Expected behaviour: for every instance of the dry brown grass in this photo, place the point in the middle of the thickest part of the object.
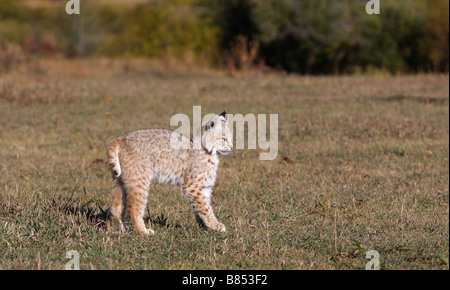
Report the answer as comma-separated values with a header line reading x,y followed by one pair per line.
x,y
362,165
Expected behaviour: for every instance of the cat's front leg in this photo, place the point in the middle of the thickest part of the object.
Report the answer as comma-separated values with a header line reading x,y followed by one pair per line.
x,y
200,201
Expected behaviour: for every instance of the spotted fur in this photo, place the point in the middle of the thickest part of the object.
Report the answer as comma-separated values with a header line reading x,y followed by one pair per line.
x,y
145,156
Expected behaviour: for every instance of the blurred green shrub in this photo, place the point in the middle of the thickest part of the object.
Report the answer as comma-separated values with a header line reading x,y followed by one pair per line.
x,y
303,36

────────────────────────────────────────

Task goal ▸ Format every line above as a JSON list of strings, one string per line, omitting blank lines and leaving out the picture.

Solution ▸
[
  "Expected behaviour: for every instance of the dry brown grass in this photo, place the point in the middle of the thickest part of the object.",
  "Report the answer as comma-separated values with a header line reading x,y followed by one pair per line.",
  "x,y",
  "362,165",
  "Expected behaviour: for every instance of the cat's front leg in this photo, place the point in the middle of the thickest part of the object.",
  "Report the answer as comma-separated values with a header line reading x,y followed by one pair per line.",
  "x,y",
  "200,201",
  "Expected behaviour: for every instance of the spotted fur in this photo, place the point in the middle of the thickest part of the object.",
  "Report the answer as comma-separated values with a header line reading x,y followed by one pair per line.",
  "x,y",
  "145,156",
  "Expected behaviour: for every instance of the blurred green shrub in this photo, place the point in the middle of the thickest part of the object.",
  "Report the answer as comma-separated values with a header line reading x,y followed by one pair per line.",
  "x,y",
  "303,36"
]